■ **SUPPLIED RECORDS**:
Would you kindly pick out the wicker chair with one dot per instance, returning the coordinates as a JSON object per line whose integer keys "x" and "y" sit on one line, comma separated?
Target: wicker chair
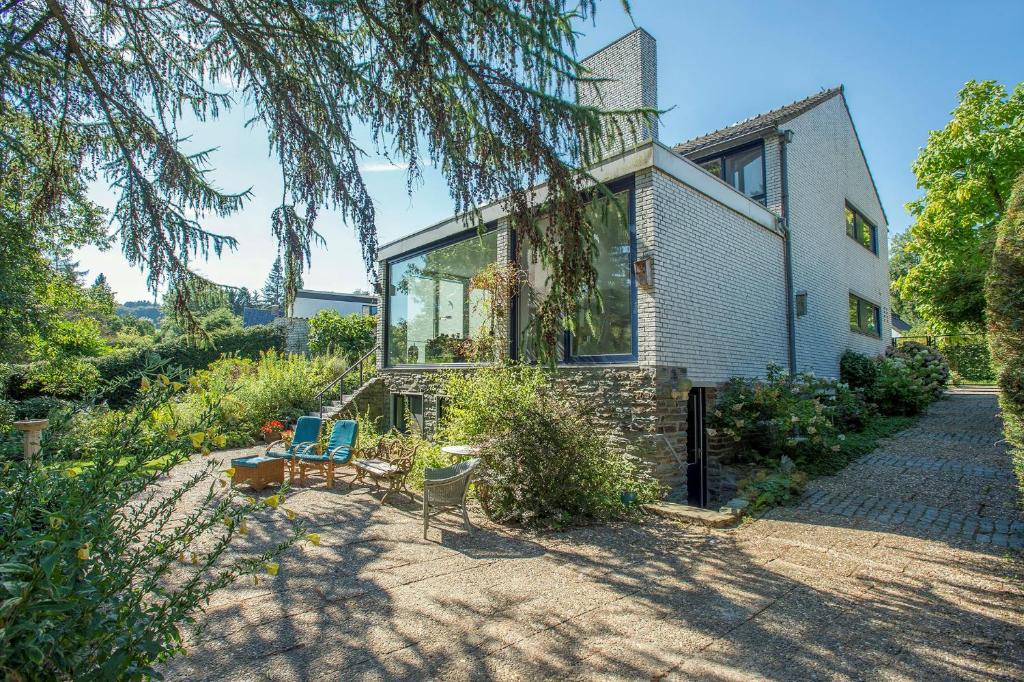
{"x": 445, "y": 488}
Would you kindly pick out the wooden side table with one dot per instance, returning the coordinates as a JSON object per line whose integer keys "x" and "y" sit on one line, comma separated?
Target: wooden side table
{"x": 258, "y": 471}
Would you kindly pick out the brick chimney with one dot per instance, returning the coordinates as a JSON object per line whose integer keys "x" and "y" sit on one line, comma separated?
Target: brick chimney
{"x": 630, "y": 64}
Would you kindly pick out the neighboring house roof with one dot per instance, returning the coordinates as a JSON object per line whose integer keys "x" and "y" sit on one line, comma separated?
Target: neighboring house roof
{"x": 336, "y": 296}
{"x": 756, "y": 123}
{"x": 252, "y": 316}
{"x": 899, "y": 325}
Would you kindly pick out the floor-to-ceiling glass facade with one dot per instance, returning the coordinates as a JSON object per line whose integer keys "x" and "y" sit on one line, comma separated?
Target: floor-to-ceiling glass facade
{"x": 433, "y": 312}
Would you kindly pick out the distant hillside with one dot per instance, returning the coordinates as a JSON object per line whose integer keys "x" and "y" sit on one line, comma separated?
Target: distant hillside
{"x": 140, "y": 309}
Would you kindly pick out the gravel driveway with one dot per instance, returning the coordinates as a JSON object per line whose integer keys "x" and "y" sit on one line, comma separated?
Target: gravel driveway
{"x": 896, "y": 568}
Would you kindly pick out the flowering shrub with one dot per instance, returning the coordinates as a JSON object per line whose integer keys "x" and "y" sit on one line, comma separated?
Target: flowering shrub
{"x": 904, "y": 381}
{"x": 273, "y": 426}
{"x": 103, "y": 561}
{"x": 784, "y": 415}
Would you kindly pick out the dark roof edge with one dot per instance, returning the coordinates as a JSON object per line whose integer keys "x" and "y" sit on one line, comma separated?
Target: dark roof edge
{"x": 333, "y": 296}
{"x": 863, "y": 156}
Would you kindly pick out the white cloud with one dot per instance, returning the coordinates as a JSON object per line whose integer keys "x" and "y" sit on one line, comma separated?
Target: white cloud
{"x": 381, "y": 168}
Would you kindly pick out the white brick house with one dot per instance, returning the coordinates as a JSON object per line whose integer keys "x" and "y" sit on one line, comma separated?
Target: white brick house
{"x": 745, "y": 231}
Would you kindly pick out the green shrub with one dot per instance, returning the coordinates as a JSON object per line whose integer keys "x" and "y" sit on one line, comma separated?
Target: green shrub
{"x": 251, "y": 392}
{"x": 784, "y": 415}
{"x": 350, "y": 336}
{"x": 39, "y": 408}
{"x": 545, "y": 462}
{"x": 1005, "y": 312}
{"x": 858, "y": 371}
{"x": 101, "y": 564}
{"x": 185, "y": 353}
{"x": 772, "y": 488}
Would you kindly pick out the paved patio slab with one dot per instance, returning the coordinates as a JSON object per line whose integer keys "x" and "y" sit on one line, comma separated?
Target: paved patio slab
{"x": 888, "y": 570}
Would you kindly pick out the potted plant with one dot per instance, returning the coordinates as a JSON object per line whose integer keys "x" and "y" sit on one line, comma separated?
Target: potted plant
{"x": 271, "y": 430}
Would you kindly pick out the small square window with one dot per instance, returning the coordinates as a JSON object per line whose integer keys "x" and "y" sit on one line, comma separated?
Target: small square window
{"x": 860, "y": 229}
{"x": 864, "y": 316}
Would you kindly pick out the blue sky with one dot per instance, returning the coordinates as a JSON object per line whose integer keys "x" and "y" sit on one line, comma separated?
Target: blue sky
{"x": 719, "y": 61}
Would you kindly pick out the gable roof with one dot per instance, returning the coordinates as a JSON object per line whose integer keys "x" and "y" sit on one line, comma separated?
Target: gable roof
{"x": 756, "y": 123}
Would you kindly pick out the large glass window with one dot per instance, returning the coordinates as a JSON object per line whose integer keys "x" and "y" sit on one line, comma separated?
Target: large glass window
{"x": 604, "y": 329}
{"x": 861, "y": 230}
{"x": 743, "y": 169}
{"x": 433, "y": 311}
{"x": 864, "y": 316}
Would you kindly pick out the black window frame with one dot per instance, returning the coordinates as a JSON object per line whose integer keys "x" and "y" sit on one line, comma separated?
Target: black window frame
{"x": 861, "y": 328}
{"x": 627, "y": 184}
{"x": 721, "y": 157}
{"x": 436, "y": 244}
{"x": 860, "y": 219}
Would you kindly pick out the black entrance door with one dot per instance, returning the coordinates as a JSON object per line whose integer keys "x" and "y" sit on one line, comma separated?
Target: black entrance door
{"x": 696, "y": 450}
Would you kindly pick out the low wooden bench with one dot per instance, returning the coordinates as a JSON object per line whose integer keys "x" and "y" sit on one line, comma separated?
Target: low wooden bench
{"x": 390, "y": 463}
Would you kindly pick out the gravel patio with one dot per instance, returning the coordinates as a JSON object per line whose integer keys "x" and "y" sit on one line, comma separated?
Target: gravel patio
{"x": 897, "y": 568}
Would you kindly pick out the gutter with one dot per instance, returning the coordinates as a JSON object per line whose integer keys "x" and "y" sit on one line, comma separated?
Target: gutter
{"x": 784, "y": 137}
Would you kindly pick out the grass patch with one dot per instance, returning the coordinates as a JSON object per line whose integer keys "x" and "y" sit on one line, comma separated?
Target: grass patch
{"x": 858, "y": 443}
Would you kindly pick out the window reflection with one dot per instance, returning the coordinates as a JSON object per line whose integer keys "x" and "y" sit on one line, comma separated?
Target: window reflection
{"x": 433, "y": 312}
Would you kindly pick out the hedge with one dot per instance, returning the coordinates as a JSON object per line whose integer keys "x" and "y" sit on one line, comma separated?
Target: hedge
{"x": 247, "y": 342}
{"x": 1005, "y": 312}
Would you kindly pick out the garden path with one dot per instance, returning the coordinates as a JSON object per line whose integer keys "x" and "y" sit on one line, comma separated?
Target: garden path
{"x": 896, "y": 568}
---
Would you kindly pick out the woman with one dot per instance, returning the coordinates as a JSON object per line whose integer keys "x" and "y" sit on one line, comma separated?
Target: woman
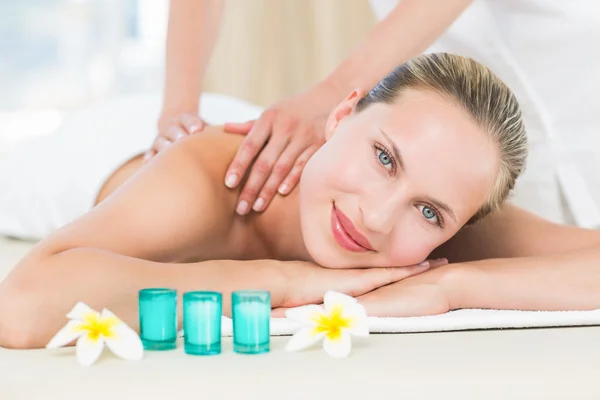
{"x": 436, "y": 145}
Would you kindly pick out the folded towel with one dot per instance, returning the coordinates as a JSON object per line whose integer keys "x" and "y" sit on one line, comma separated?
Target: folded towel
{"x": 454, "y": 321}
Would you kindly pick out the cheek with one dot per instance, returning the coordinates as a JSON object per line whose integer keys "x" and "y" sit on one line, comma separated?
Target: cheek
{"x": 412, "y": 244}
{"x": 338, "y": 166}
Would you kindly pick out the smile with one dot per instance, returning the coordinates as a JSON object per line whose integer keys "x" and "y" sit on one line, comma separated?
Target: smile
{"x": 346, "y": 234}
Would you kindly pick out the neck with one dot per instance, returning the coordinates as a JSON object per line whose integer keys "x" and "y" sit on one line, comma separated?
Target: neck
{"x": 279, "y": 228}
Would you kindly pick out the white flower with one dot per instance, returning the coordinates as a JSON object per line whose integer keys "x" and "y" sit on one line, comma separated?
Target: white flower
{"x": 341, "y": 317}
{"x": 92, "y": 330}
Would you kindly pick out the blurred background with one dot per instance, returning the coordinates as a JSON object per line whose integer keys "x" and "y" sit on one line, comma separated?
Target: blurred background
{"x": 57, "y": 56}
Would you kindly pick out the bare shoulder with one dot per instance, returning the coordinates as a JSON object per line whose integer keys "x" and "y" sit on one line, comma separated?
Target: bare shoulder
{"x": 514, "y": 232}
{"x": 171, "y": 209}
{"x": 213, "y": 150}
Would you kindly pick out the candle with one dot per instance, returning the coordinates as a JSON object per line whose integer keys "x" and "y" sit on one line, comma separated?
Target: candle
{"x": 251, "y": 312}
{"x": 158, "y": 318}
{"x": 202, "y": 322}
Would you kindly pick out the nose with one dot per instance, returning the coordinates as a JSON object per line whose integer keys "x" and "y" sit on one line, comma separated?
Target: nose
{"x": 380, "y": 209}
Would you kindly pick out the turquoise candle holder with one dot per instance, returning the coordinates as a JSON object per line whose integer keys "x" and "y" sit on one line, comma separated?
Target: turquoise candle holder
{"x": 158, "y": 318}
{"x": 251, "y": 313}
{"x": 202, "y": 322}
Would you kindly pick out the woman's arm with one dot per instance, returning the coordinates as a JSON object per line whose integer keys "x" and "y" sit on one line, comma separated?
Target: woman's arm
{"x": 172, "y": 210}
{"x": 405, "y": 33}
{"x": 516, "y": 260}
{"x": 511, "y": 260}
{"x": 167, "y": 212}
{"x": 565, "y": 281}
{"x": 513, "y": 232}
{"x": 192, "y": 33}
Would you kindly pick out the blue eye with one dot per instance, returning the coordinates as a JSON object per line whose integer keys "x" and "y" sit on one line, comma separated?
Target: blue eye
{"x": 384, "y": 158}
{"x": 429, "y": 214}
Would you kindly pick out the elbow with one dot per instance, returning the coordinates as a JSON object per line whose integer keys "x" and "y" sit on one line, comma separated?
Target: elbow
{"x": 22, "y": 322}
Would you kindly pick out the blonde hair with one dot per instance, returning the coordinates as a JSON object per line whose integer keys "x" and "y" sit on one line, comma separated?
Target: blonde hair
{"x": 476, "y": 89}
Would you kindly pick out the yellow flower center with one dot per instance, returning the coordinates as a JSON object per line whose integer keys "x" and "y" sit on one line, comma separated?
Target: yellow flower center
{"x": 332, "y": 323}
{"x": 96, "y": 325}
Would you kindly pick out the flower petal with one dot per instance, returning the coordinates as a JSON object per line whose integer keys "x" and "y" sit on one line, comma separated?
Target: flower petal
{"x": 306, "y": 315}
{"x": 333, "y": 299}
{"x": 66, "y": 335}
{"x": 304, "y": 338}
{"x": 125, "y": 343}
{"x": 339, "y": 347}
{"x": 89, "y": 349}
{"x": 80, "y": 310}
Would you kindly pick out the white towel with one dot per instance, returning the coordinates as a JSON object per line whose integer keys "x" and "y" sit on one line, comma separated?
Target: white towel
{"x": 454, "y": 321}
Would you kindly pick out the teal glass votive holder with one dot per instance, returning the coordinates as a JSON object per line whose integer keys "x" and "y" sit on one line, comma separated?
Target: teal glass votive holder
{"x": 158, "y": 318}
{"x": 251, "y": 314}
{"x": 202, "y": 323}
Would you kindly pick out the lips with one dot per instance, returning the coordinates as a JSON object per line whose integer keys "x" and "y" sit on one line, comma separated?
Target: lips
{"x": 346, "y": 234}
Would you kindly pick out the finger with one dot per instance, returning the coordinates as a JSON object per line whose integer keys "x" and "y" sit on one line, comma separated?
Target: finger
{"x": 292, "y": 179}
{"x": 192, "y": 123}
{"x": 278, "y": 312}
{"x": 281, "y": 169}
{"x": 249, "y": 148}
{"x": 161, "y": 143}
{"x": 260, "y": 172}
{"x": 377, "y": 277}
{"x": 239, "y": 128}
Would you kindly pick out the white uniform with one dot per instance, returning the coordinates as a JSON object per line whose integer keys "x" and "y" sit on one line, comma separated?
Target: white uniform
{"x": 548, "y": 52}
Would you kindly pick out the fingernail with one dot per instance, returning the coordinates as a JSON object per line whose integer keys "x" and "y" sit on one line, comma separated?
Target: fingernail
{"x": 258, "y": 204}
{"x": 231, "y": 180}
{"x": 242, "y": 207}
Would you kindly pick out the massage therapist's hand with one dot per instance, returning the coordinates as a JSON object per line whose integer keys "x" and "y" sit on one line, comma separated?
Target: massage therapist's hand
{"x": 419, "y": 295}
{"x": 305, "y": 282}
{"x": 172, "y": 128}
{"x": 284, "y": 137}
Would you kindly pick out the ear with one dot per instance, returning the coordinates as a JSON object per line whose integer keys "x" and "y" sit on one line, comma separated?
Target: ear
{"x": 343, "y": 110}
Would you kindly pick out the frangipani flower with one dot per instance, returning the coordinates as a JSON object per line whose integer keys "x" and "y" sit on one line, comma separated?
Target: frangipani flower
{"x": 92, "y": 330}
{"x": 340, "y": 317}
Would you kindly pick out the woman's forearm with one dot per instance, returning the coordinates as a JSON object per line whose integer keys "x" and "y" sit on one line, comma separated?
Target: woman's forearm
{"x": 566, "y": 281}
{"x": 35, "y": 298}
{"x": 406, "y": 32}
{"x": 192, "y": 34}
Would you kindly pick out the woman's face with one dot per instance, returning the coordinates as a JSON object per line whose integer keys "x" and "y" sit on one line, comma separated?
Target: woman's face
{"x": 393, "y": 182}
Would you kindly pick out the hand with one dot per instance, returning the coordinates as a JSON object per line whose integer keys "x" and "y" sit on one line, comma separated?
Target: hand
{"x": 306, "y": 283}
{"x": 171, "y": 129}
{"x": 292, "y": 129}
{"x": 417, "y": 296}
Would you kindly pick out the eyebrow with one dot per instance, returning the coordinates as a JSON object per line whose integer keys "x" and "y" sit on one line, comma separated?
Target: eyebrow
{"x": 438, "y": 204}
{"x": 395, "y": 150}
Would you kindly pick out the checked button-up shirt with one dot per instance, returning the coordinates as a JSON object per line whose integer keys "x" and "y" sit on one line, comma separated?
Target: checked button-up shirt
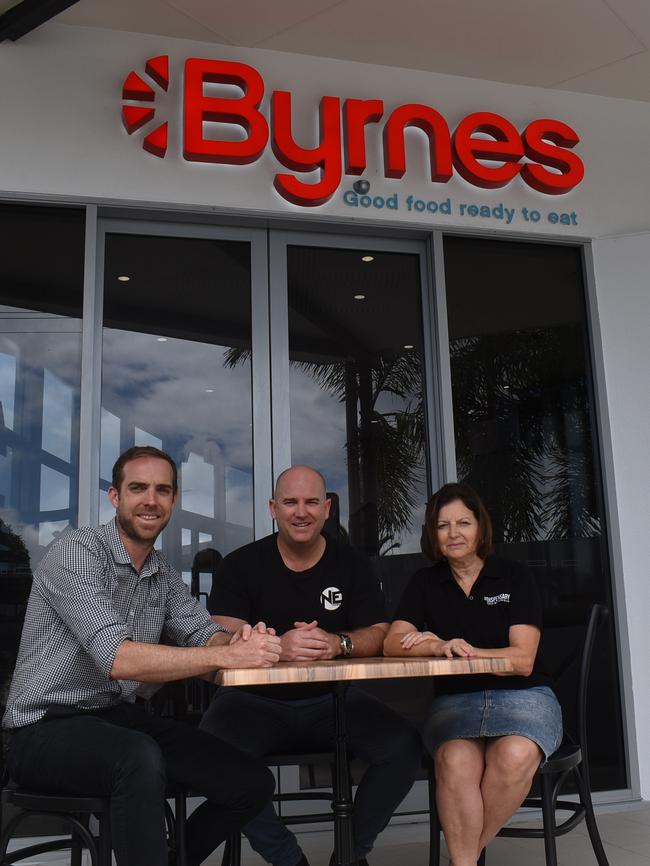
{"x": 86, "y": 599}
...
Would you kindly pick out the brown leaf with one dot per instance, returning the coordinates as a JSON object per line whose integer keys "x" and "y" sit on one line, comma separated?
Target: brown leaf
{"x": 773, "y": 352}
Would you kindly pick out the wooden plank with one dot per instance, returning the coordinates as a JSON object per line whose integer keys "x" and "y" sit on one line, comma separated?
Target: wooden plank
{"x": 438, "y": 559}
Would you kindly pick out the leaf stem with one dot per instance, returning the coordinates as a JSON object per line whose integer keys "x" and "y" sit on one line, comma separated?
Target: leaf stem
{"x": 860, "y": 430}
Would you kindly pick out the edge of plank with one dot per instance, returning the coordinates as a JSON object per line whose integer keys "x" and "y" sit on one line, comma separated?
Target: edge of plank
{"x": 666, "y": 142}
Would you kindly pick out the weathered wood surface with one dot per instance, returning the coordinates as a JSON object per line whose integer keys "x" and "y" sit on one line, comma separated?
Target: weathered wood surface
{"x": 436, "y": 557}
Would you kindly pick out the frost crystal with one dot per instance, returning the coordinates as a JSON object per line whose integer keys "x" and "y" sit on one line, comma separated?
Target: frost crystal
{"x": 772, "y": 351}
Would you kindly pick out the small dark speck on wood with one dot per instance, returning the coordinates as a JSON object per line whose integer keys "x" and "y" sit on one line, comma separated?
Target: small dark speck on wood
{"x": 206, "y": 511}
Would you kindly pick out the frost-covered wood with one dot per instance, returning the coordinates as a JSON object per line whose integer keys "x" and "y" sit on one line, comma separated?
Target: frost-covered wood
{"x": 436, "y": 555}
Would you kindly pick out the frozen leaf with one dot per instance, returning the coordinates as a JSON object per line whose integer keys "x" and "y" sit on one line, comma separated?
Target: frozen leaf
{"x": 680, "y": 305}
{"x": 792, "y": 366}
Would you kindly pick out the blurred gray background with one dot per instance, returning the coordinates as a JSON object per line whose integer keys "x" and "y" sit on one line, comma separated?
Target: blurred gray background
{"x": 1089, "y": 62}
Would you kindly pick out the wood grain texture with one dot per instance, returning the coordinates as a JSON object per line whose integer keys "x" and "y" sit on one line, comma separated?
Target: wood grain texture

■ **SHORT PROBLEM**:
Could you copy the listing word for word, from the line with "Would you kindly pick out the edge" up to and including the line with "Target: wood grain texture"?

■ **FINISHED ANSWER**:
Would you kindly pick out the edge of plank with one dot per instance, returning the coordinates as a JSON object per line whose integer keys "x" and "y" sit on one line, comma separated?
Target: edge of plank
{"x": 666, "y": 142}
Would you kindly pick out the weathered wood surface with one dot per instance, returning the coordinates as a JSON object per line whose integer keys "x" and "y" sit on one line, comma separated?
Target: weathered wood surface
{"x": 436, "y": 557}
Would you kindly pick out the frost crystal with one dot per instance, returning the coordinates as a JSON object per line whose integer keys "x" and "y" sit on one line, comma separated?
Target: frost crystal
{"x": 772, "y": 351}
Would you kindly pick out the small dark speck on wood with one dot per instance, returning the coordinates as a JSON object per line whose integer keys "x" and "y" sit on one line, comma separated?
Target: small dark speck on wood
{"x": 206, "y": 511}
Would you kindly pick out the frost-covered wood with one dot per instance, returning the coordinates as a JSON object per line whose integer keys "x" and "y" sit on one line, comma separated?
Target: frost-covered wood
{"x": 436, "y": 555}
Would you kindly pick out the frozen leaf with one dot per instance, returning the coordinates as a JSON object per line whose integer keys "x" and "y" sit on one line, comma separated?
Target: frozen leaf
{"x": 680, "y": 305}
{"x": 792, "y": 366}
Would you kindly pick out the blurred gray background with one dot per instance, returning the coordinates as a JSON object per line whose integer keys "x" and "y" sit on one line, comma separated?
Target: blurred gray background
{"x": 1089, "y": 62}
Would you kindly pick out the wood grain texture with one dot per instance, returning the coordinates as a JSON object per line whose integer keys "x" and "y" sit on one line, comma separated?
Target: wood grain texture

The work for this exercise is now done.